[What you are asked to do]:
For the records below, print the lines from the line with "Target: wooden shelf" through the line with "Target: woven basket on countertop" exactly as written; include both end lines and exclude the rest.

[Provided information]:
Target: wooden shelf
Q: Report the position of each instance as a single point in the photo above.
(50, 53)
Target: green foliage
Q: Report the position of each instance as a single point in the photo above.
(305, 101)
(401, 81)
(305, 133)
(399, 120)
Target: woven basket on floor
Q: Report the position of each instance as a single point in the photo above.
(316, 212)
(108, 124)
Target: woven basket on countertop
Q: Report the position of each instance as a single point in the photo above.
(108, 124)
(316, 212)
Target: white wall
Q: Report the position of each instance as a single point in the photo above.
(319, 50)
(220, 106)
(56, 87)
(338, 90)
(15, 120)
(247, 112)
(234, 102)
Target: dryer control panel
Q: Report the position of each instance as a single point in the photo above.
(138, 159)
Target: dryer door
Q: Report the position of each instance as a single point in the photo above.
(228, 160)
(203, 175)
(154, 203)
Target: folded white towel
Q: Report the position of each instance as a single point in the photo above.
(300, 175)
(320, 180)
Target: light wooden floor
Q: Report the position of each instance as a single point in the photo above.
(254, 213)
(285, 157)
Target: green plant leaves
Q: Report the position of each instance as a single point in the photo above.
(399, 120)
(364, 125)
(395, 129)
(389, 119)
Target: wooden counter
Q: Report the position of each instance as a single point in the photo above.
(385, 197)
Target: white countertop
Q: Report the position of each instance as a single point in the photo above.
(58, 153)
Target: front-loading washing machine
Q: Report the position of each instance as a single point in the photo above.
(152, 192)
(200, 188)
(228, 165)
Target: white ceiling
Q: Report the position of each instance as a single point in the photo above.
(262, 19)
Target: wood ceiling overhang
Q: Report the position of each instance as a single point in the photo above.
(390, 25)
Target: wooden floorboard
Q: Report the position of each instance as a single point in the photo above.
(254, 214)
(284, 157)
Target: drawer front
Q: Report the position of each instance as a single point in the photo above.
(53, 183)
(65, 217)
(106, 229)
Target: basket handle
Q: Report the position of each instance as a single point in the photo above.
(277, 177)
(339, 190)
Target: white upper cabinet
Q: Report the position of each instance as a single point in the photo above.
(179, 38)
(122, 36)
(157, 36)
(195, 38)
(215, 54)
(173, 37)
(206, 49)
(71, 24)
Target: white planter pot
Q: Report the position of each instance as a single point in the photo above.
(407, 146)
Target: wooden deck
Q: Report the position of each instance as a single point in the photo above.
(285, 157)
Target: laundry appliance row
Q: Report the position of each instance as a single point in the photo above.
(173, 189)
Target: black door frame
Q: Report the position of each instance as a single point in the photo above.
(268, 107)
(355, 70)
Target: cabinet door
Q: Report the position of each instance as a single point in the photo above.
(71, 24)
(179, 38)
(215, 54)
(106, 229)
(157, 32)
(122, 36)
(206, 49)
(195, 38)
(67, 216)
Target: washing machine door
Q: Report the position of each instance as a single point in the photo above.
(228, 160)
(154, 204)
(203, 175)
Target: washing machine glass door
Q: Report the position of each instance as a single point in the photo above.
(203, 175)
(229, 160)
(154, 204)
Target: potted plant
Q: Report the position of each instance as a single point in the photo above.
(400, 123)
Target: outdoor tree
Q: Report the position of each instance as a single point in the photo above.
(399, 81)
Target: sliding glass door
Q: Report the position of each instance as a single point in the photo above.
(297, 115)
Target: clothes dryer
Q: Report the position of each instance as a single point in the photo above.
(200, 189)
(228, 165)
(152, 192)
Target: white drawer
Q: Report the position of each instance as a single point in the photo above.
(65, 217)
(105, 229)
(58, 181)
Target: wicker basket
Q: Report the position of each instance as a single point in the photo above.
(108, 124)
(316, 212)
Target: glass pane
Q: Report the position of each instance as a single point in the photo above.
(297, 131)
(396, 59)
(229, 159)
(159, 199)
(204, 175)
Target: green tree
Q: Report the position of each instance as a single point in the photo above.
==
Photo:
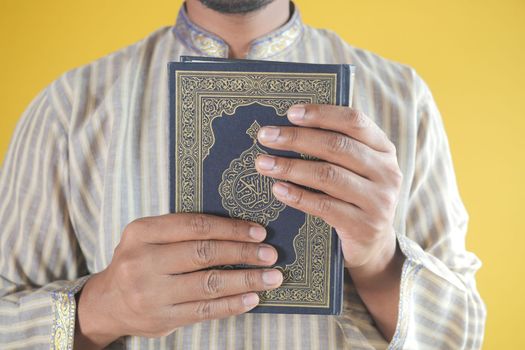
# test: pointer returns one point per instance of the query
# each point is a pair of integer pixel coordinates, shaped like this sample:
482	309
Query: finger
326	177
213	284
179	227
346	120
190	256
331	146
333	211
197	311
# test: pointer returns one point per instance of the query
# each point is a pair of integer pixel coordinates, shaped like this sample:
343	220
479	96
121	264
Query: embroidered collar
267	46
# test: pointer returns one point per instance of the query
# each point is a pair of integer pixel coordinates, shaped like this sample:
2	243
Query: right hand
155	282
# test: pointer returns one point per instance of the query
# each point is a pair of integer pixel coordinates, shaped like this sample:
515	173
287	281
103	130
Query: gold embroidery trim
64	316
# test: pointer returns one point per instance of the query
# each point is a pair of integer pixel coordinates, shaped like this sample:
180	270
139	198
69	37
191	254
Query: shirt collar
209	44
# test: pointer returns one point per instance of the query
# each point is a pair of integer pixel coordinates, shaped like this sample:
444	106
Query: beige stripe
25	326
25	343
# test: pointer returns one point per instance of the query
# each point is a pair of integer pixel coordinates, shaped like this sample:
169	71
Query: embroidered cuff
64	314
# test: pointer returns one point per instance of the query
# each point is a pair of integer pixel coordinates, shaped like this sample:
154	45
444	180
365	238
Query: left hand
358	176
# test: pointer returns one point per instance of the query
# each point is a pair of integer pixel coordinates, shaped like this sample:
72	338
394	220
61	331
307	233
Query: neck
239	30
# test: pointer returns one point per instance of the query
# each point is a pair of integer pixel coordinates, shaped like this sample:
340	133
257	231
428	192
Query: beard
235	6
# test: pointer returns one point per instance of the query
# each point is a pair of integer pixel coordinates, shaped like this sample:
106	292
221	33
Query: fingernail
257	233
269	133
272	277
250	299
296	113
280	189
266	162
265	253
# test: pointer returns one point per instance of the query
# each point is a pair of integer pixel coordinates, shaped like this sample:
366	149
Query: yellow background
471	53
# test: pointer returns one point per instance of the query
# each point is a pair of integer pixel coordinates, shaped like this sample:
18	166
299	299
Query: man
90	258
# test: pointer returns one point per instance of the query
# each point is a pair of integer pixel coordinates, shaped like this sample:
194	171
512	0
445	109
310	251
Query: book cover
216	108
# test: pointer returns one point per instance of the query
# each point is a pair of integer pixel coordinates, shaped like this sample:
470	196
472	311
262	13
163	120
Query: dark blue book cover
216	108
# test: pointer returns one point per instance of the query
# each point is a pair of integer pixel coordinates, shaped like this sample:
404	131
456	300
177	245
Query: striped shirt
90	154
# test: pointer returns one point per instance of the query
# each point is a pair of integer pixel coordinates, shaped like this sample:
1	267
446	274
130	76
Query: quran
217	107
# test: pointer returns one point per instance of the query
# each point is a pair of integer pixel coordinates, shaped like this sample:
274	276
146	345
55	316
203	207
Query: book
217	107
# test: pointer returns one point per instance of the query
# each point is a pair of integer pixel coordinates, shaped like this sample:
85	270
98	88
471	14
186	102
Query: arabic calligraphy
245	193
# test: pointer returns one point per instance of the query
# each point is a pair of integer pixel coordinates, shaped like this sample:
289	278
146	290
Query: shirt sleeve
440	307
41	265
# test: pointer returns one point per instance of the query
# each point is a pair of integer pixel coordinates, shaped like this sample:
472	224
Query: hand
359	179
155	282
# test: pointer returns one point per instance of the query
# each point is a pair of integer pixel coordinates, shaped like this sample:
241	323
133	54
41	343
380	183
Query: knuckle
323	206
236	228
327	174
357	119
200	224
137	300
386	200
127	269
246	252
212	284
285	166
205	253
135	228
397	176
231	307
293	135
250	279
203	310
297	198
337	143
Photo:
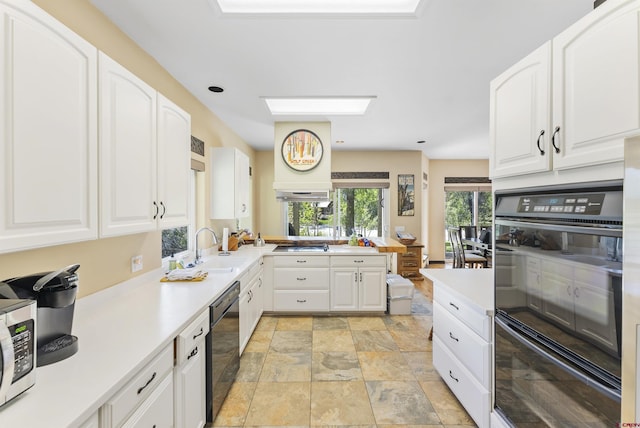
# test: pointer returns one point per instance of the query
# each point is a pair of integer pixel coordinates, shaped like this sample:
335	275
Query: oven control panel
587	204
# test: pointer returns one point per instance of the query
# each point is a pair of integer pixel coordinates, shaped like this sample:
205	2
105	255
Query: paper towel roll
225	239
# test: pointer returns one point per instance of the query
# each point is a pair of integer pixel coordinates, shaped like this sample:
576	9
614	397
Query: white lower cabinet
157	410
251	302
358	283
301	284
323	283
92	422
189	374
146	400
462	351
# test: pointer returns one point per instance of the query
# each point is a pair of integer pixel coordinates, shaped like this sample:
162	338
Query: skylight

[Exercise result]:
Target: wooden shelf
Q: Report the position of each instance as a single point in the photo above.
(50, 53)
Target: green foliage
Q: Report the position of each instance as a single point in the photo above.
(305, 101)
(401, 81)
(305, 133)
(399, 120)
Target: woven basket on floor
Q: Report the position of each instance as a single point in the photo above.
(316, 212)
(108, 124)
Target: woven basket on countertop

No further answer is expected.